TASK TO COMPLETE :: Everything from the line containing "the bush cluster." through the last line of the records below should be printed exactly, please, and nothing else.

(Data extracted from a collection)
•••••
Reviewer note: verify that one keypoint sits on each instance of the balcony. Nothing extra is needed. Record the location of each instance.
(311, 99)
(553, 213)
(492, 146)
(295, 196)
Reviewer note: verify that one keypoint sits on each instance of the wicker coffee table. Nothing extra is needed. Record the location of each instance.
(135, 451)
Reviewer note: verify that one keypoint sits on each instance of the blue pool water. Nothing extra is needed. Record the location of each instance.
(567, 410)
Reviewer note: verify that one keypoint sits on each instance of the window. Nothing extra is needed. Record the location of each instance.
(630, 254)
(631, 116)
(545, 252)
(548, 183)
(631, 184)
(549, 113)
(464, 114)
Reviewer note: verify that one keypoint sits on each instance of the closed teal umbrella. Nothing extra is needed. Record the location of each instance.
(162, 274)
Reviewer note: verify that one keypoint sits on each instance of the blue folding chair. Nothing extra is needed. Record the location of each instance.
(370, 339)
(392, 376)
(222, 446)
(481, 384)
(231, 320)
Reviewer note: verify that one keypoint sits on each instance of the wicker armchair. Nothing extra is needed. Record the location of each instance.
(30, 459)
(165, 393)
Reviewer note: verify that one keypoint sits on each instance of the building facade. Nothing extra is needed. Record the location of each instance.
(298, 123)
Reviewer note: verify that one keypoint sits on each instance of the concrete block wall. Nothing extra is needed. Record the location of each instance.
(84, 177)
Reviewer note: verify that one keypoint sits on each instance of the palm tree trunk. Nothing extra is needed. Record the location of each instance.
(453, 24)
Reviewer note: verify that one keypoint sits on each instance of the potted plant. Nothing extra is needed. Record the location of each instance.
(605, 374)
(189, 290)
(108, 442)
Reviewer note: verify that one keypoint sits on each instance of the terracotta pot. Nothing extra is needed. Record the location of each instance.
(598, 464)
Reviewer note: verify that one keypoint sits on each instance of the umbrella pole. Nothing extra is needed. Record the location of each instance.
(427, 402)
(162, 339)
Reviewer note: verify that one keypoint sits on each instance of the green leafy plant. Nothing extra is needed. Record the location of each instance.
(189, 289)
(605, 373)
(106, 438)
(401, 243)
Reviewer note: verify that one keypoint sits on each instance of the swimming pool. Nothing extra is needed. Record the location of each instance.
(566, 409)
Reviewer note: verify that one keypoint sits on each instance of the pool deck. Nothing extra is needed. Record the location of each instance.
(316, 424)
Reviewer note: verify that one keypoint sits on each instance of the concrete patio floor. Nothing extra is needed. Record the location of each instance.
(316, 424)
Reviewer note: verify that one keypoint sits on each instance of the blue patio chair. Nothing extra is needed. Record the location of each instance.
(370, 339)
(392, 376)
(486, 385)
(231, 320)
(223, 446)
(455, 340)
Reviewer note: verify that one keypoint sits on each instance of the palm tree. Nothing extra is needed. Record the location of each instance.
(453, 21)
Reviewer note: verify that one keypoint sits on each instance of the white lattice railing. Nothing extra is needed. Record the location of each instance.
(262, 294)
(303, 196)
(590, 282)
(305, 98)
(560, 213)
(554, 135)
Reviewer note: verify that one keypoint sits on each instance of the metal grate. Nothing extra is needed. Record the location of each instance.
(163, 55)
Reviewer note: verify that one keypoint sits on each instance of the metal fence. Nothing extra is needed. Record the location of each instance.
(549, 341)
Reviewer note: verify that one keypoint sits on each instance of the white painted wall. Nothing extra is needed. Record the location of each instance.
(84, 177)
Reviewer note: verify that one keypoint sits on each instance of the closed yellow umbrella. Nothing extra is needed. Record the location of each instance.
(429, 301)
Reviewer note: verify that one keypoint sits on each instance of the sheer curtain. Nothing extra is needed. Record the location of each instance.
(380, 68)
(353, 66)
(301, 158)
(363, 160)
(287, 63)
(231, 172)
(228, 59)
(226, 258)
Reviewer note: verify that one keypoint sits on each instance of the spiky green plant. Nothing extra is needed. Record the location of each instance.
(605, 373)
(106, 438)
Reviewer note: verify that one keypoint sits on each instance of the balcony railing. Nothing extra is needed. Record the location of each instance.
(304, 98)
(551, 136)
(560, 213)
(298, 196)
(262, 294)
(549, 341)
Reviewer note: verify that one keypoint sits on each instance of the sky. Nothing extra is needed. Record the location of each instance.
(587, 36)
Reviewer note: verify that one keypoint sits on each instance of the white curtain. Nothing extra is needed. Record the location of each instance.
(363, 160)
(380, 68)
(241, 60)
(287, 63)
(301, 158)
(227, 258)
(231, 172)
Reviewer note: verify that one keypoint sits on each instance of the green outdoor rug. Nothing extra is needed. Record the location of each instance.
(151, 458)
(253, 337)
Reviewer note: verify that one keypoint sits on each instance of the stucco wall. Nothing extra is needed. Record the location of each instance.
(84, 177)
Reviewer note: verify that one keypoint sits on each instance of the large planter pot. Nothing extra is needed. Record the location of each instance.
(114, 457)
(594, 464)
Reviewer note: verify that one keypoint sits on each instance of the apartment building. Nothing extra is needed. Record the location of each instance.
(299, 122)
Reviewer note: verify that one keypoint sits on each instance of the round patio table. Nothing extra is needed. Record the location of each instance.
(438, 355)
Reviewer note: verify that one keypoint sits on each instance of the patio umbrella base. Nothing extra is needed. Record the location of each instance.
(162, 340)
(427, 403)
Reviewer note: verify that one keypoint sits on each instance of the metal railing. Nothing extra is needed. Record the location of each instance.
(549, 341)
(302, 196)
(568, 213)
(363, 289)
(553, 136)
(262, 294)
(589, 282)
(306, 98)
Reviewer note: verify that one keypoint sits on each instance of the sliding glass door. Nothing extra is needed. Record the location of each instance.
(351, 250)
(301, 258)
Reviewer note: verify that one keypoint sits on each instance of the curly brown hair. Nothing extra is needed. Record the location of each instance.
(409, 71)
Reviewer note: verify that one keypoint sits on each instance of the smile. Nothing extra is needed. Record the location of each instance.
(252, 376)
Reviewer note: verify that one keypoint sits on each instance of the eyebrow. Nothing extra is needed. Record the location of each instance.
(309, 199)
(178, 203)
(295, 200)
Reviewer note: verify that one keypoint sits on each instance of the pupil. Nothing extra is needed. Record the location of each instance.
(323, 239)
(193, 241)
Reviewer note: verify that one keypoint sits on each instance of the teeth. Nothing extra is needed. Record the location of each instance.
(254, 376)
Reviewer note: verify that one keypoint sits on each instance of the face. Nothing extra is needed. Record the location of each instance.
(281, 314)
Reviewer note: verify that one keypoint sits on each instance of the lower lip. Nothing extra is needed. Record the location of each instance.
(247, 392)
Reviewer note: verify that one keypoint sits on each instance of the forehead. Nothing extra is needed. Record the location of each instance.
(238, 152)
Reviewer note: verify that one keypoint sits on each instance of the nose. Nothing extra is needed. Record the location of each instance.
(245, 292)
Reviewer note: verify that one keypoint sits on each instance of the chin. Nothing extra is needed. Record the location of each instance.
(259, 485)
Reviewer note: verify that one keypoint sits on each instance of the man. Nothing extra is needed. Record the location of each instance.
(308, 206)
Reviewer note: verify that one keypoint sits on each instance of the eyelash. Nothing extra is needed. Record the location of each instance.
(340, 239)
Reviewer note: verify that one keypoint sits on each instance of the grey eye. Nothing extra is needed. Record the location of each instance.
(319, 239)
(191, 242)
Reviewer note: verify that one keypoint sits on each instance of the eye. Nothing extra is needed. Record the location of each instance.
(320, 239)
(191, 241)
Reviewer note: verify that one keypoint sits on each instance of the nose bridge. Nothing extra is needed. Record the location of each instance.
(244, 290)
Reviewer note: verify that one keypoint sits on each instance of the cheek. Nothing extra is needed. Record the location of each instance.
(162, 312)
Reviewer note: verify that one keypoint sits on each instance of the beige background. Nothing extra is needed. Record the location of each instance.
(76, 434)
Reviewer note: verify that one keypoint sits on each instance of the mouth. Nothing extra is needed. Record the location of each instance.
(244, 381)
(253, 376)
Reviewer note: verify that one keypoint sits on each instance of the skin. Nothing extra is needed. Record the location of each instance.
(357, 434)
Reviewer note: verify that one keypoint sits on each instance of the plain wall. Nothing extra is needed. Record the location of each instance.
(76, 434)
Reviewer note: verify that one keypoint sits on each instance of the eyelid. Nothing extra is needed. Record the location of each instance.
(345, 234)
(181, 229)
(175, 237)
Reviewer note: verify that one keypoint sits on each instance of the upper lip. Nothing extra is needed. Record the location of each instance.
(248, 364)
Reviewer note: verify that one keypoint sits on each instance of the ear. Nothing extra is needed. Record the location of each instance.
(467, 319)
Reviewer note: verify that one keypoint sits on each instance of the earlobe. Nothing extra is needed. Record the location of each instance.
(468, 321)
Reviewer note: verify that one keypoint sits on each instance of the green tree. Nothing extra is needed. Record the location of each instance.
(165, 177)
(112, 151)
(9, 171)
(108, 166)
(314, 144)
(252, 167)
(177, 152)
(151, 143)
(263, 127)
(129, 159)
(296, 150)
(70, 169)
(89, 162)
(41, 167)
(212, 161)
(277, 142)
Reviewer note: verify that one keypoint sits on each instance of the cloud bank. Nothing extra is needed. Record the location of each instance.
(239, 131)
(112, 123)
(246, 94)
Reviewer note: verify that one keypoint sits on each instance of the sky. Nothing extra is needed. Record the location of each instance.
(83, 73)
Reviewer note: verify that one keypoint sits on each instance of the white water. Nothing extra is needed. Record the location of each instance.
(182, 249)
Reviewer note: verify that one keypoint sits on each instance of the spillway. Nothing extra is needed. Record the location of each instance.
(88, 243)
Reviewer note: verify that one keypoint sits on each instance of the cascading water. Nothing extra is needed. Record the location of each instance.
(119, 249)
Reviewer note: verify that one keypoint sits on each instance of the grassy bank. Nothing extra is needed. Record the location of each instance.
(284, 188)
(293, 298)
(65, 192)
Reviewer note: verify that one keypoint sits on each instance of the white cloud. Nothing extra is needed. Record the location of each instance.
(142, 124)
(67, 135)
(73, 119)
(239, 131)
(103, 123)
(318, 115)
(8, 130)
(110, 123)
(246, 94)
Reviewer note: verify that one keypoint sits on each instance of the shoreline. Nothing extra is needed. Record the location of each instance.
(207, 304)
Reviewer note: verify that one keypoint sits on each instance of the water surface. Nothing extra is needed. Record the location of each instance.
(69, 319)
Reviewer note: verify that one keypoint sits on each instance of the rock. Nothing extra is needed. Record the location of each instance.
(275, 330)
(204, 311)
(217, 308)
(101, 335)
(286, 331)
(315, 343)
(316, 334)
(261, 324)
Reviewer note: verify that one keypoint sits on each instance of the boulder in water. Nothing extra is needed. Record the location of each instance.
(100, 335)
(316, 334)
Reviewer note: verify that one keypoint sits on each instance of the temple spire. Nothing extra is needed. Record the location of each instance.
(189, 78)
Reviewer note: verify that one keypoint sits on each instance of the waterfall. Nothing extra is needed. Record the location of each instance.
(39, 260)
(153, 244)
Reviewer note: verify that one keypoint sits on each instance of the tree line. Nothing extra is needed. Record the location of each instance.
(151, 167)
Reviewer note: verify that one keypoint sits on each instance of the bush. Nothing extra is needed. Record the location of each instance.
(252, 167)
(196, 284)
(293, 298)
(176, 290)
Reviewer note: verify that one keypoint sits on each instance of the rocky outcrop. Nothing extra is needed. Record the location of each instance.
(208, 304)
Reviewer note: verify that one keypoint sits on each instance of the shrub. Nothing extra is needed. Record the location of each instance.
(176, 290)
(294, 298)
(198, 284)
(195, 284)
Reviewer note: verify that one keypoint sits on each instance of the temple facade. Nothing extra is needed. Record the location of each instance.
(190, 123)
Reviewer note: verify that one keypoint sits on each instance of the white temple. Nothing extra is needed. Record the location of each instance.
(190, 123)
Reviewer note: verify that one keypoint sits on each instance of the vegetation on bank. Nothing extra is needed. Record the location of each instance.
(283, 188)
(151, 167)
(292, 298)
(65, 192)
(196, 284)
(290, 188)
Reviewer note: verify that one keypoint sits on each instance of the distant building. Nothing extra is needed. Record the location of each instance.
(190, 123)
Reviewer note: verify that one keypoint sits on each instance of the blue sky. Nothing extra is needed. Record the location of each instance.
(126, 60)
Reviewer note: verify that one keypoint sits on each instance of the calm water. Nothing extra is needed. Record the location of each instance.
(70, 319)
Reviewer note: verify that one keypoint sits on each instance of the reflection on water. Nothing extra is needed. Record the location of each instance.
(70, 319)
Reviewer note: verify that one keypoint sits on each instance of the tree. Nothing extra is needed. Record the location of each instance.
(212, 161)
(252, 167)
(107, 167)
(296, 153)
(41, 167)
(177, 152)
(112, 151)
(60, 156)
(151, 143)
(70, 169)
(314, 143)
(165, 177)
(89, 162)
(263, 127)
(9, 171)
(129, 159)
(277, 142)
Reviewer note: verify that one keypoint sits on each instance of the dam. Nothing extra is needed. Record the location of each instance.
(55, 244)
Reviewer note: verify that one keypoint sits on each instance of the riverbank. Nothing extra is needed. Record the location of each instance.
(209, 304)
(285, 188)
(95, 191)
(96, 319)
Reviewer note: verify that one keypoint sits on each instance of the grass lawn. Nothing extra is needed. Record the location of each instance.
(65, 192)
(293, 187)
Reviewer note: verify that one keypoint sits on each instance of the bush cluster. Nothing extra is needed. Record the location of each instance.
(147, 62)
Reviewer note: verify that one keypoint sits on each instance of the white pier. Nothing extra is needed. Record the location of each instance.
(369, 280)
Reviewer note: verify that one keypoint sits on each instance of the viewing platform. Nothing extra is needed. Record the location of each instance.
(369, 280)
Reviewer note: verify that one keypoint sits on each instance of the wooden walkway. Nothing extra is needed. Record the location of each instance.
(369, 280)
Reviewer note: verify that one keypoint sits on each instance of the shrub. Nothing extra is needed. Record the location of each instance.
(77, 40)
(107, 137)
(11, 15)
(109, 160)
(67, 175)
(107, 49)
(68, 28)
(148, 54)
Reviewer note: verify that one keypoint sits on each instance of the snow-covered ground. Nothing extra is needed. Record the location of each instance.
•••••
EXERCISE ANSWER ::
Reviewer note: verify that one keypoint sits on each instance of the bush cluster. Nothing extra is needed. Record the location of each instance.
(147, 62)
Reviewer note: verify that one keypoint sits on each instance of the white pier. Nothing extra is needed. Record the location of each instance.
(369, 280)
Reviewer note: verify that one keypoint sits on each instance of the viewing platform. Nothing extra is needed. Record the location of each instance.
(369, 280)
Reviewer note: verify that one keypoint sits on each instance of the wooden walkway. Nothing extra is needed. Record the location of each instance.
(369, 280)
Reviewer note: verify that one keypoint sits on each instance of the shrub. Nothing extra is needed. Record the location of each instance.
(77, 40)
(107, 137)
(11, 15)
(109, 160)
(67, 175)
(107, 49)
(68, 28)
(148, 54)
Reviewer note: verify that one keypoint sits on each instance of the snow-covered ground. Nothing extra is needed. Record the location of each instance.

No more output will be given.